**Work to complete**
**1.** Using the passage on the communications revolution, answer each question below on its own line, marking the answers (a), (b) and (c).
(a) From where are lifts in Singapore monitored on-line?
(b) What is Frances Cairncross's fifth prediction?
(c) Before the telephone, how did messages have to be carried?
**2.** Transcribe the part of the passage on the communications revolution that starts with "Frances Cairncross is" and goes on through "Finally, fewer wars.".

Lifts in singapore are monitored on-line from western Australia; students in Sri Lanka are taught on-line from Milton Keynes; and US army surgeons operate by remote control on wounded patients in the field. These are the typical images of the outer reaches of the communications revolution. But will it produce a new impersonal world of increasingly isolated individuals, or will it lead to a better and more satisfying style of life?

Frances Cairncross is optimistic. Her book makes bold predictions: first, more home-working; second, more small companies; third, less inequality between countries, and more inequality within countries; fourth, less international migration; fifth, more dominance of English worldwide, but a revival of local culture; sixth, less privacy and less unsolved crime; seventh, lower taxes and a weaker state. Finally, fewer wars.

How reasonable are these predictions of the effects of almost costless communications? Take home-working. Easier communications certainly make it simpler to work from home, but they also help to operate giant businesses. When the telephone was invented, you might have thought that workplaces would become more dispersed, but it was the telephone which made possible the skyscraper and the concentration of work in city centres. Before the telephone, messages had to be carried by messenger boys and the number of lifts which were needed made skyscrapers uneconomic. But the telephone did away with most of the messenger boys and created the modern city centre. So there are always contrary forces at work. However, it is probably true that commuting costs are now so horrendous that better electronic communications will lead to greater physical dispersion of workplaces. This is certainly true of standard footloose industries such as computer software and data-processing, simple accounts, insurance and the handling of calls.

**Exercise data**
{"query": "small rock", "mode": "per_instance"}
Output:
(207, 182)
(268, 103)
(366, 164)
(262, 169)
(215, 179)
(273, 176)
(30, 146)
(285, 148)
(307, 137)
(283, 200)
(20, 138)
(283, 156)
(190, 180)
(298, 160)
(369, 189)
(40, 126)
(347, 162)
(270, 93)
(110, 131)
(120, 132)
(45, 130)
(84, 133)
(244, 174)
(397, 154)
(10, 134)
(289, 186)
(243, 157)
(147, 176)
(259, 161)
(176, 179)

**Results in order**
**1.**
(a) From western Australia.
(b) More dominance of English worldwide, but a revival of local culture.
(c) By messenger boys.

**2.**
Frances Cairncross is optimistic. Her book makes bold predictions: first, more home-working; second, more small companies; third, less inequality between countries, and more inequality within countries; fourth, less international migration; fifth, more dominance of English worldwide, but a revival of local culture; sixth, less privacy and less unsolved crime; seventh, lower taxes and a weaker state. Finally, fewer wars.